--- Consegna 1 ---
Sostituisci "exposed beam" con "wooden beam" nei record, dall'inizio fino alla riga che contiene "pixel 137 24" inclusa, e riscrivi solo quelle righe lasciando invariato tutto il resto.

--- Brano fornito ---
====

In Sicilia qualcosa si muove. Ma è poco. Tant’è vero che il presidente della Regione, Nello Musumeci, dopo aver promesso di effettuare i controlli sul grano duro che arriva dall’estero e su altre derrate alimentari non sta facendo una mazza. Ma è fresco come un quarto di pollo, perché vive nell’olimpica certezza che gli agricoltori siciliani non scenderanno in piazza a protestare. E fino ad oggi ha avuto ragione: ai Gilet arancioni della Puglia (foto sopra) gli agricoltori siciliani preferiscono le pantofole…
Se gli agricoltori siciliani sembrano rassegnati alla crisi del settore provocata dalla globalizzazione dell’economia, agevolata da un’Unione europea che sembra al servizio delle multinazionali, non altrettanto si può degli agricoltori pugliesi, che invece tra pochi giorni scenderanno in piazza a Roma. Appuntamento il 14 febbraio per difendere la produzione di olio d’oliva extra vergine.
Come questo blog ha scritto più volte, l’annata olearia 2018 è stata disastrosa. E la Puglia, che è la prima Regione italiana per la produzione di olio d’oliva (la seconda è la Calabria e la terza è la Sicilia: tre Regioni del Sud che rappresentano il 90% della produzione di olio d’oliva extra vergine italiano), ha accusato una perdita produttiva di oltre il 60%.

====

[Record di identificazione delle posizioni]
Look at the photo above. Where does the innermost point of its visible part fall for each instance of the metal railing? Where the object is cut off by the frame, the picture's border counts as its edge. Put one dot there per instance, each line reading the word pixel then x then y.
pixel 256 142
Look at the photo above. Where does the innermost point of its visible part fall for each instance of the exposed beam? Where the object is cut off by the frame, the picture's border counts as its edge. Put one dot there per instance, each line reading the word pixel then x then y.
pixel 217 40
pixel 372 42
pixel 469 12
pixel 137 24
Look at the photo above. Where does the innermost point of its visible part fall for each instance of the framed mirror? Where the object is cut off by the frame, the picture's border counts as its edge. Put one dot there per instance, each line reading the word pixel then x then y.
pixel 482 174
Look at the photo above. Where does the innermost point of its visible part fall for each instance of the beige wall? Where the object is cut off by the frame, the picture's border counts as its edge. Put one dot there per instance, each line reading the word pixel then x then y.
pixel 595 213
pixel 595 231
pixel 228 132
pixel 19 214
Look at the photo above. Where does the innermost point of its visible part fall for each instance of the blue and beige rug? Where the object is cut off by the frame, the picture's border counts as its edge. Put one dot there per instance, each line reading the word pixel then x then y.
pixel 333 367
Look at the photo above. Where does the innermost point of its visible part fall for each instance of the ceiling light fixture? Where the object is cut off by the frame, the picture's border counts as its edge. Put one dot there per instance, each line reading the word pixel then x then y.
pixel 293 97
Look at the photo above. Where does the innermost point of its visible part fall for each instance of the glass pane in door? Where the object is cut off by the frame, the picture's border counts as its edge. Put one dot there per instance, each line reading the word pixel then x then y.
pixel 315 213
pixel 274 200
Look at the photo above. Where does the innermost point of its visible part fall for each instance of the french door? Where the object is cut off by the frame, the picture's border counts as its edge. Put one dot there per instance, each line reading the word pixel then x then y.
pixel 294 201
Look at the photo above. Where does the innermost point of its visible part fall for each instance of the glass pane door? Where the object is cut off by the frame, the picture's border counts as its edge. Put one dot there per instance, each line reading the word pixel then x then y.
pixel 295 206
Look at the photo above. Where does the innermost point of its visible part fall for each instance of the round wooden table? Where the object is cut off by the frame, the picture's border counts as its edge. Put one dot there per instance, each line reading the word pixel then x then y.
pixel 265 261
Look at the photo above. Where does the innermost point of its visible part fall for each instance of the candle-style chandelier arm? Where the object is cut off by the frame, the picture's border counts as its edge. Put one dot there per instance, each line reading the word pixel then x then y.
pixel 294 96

====

--- Consegna 2 ---
Riprendi il testo sulla crisi agricola in Sicilia e in Puglia e proseguilo dopo l'ultima frase riportata.

--- Risposta scritta 1 ---
Look at the photo above. Where does the innermost point of its visible part fall for each instance of the metal railing? Where the object is cut off by the frame, the picture's border counts as its edge. Put one dot there per instance, each line reading the word pixel then x then y.
pixel 256 142
Look at the photo above. Where does the innermost point of its visible part fall for each instance of the wooden beam? Where the object is cut off by the frame, the picture's border counts as its edge. Put one dot there per instance, each line reading the word pixel then x then y.
pixel 217 40
pixel 372 42
pixel 469 12
pixel 137 24

--- Risposta scritta 2 ---
Ma la cosa che dà più fastidio è che, nonostante la riduzione della produzione italiana di olio d’oliva extra vergine, che come già accennato si attesta intorno al 50-60% circa rispetto allo scorso anno, gli scaffali della Grande distribuzione organizzata (Gdo) sono pieni di bottiglie di olio d’oliva extra vergine ‘italiano’ venduto a 7 euro a bottiglia, a 6 euro, a 5 euro, a 4 euro e persino a 3 euro a bottiglia!, quando è matematico che una bottiglia di olio extra vergine italiano non può costare meno di 10 euro in media (questo il prezzo medio in Puglia, qualche euro in meno in Calabria e in Sicilia).
Da dove arriva tutto questo olio d’oliva extra vergine ‘italiano’ se la produzione italiana ha subito, come già ricordato, un tracollo? A questa domanda dovrebbero rispondere le autorità chiamate ad effettuare i controlli.
Ma mentre in Sicilia – diventata la mecca dell’olio d’oliva tunisino – tra gli agricoltori, si registra un clima quasi ‘verghiano’ di arrendevolezza, in Puglia gli agricoltori non ci stanno e danno battaglia.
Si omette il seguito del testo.